**TEXT TO READ**.
Troubleshooting
Quick solutions to common issues. Use Ctrl+F to search for specific error messages.
Instance Launch Issues
GPU Unavailable
Error: "This GPU configuration is no longer available"
Cause: Another user claimed the GPU while you were configuring.
Solutions:
- Try a different region
- Choose a different GPU type
- Wait 15-30 minutes and retry (GPUs become available as instances terminate)
Insufficient Balance
Error: "Insufficient wallet balance"
Solution:
- Click "Add Funds" in wallet section
- Add minimum required amount (shown in error)
- Retry launch
Note: First hour is always charged immediately.
No SSH Keys
Error: "No SSH keys found"
Solution:
- Navigate to SSH Keys page
- Upload existing key or generate new one
- Return to launch page
Stuck in "Creating" Status
Normal duration: 5-10 minutes
If exceeds 15 minutes:
- Status will change to
failed - First hour charge automatically refunded
- Try different region or GPU type
- Contact support if recurring
Launch Failed
Status: failed
Common causes:
- Cloud provider capacity issue
- Configuration error
- Network problem
Troubleshooting:
- Review error message
- Try different region
- Simplify configuration (remove startup script and volumes temporarily)

**DATA SEGMENT**.
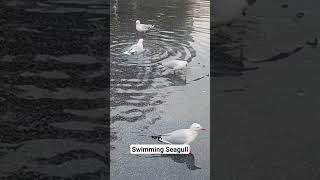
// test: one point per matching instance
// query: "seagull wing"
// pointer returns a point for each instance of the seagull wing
(180, 136)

**PROBLEM**.
Carry on the GPU instance troubleshooting guide from where it ends, in the same format and tone.

**OUTPUT OF THE EXERCISE**.
- Contact support if persistent
SSH Connection Issues
Connection Timed Out
Verify before debugging:
- Instance status is
active(not creating/pending) - Using correct IP address from Resources page
- Using correct private key
- Key has proper permissions:
chmod 600 key.pem - Firewall allows SSH (port 22)
- Waited at least 1-2 minutes after instance became active
Debug with verbose output:
ssh -v -i /path/to/key.pem root@YOUR_IP_ADDRESS
Permission Denied
Error: "Permission denied (publickey)"
Common cause: Wrong private key or incorrect permissions
Solution:
# Set correct permissions
chmod 600 /path/to/key.pem
# Verify key is valid
ssh-keygen -lf /path/to/key.pem
# Add to SSH agent (optional)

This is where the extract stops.